---- Selection
Haines v. Chicago, R. I. & P. Ry. Co.

Citation193 Mo. App. 453,185 S.W. 1187
Decision Date06 March 1916
Docket NumberNo. 11382.,11382.
PartiesHAINES v. CHICAGO, R. I. & P. RY. CO.
CourtCourt of Appeal of Missouri (US)

Appeal from Circuit Court, Daviess County; Arch B. Daviess, Judge.

Action by Ora M. Haines, administratrix, against the Chicago, Rock Island & Pacific Railway Company. From a judgment for plaintiff, defendant appeals. Affirmed.

Paul E. Walker, of Topeka, Kan., and A. G. Knight, of Trenton, for appellant. Hubbell Bros., of Trenton, for respondent.

JOHNSON, J.

Plaintiff, the widow of Harry B. Haines, deceased, brought this suit, as administratrix of his estate, to recover damages for his death, which she alleges was caused by negligence of defendant. At the time of his death, which occurred January 28, 1912, after midnight, Haines was the head brakeman on an extra freight train engaged in interstate commerce, and the pleaded cause of action is based upon the Employers' Liability Act approved April 22, 1908, as amended by the act of April 5, 1910. The train, composed of a locomotive, 30 or 35 freight cars, and a caboose, had been held nearly four hours on the passing track at Tindall, a station six miles north of Trenton, which is a division station for defendant's railroad, and Haines was killed by the starting of the train, being run over and cut in two by the rear wheels of the first car from the engine. The amended petition on which the case was tried alleges that it was the duty of the engineer not to move the train without a signal from the head brakeman, and that his negligent breach of such duty was the proximate cause of the death of the brakeman. The answer is a general denial and pleas of contributory negligence and assumed risk. A trial to a jury resulted in a verdict and judgment for plaintiff, and defendant appealed.

The record is voluminous, but the facts material to the present inquiry may be stated as follows:

The tracks at Tindall run north and south, and consist of a main track, a passing track, and a house track; the former being in the middle and on the west side of the station. The extra freight train was south-bound, and was run onto the passing track and stopped with the engine near the south end of that track. It was held there nearly four hours for other trains, both passenger and freight, to pass. The locomotive was about 10 car lengths south of the depot and during the long wait Haines, and perhaps others of the crew, spent most of the time in the depot, where it was warm, and where he enjoyed the companionship of some of the townsmen.

The evidence of plaintiff tends to show that Haines was under duty to watch a road crossing a short distance from the depot, and to attend to having the crossing opened if a traveler appeared on the public road, and that he was at his proper post for the performance of such duty, which it appears required no performance that night, as no belated traveler appeared to demand that the crossing be opened. On the other hand, there is evidence that while in the depot Haines was duty free and participated in a carousal with the townsmen, which was generated and accelerated by the frequent passing of a jug of whisky one of the late arrivals brought with him.
--------
Tasks:
A. In the court opinion, how far is Tindall from Trenton, and in which direction?
B. Set down, word for word, the passage of the court opinion starting at "Appeal from Circuit" and ending at "Trenton, for respondent.".
---- Supplied information
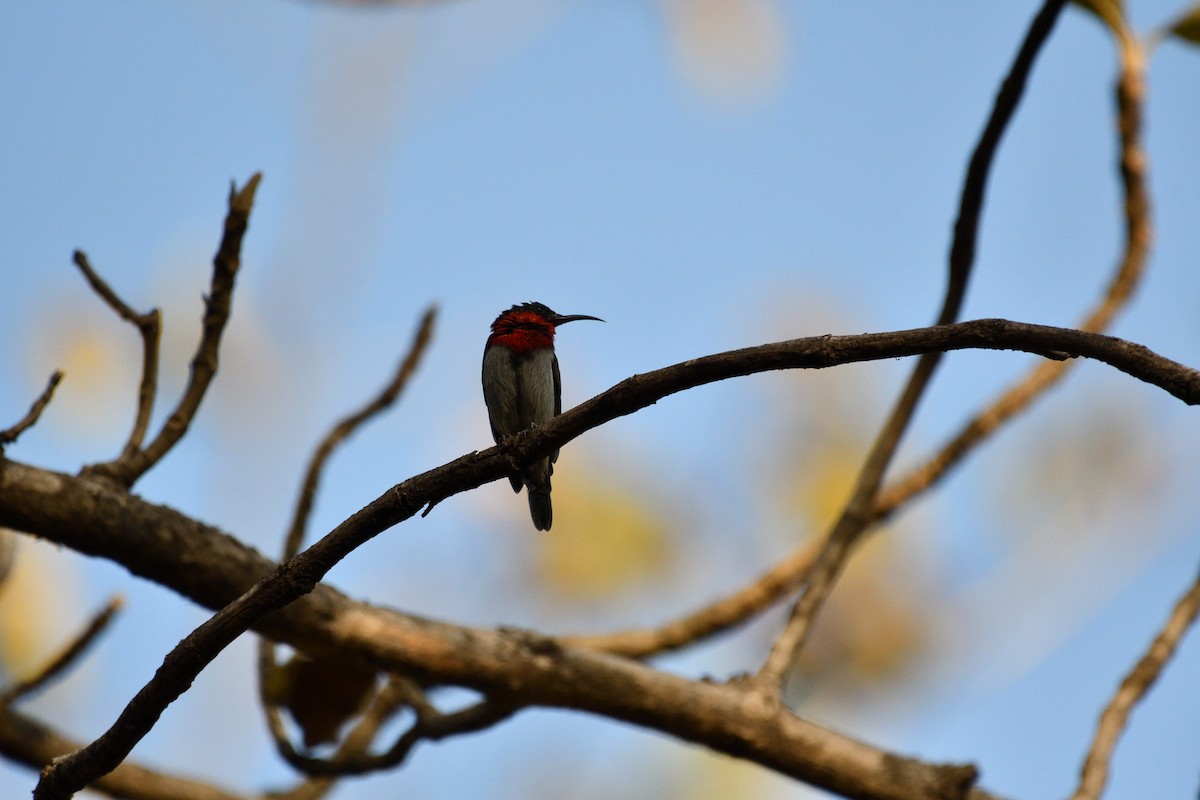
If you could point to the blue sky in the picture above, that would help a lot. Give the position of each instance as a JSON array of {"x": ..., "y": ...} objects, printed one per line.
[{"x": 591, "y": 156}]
--------
Results of the exercise:
A. Six miles north of Trenton.

B.
Appeal from Circuit Court, Daviess County; Arch B. Daviess, Judge.

Action by Ora M. Haines, administratrix, against the Chicago, Rock Island & Pacific Railway Company. From a judgment for plaintiff, defendant appeals. Affirmed.

Paul E. Walker, of Topeka, Kan., and A. G. Knight, of Trenton, for appellant. Hubbell Bros., of Trenton, for respondent.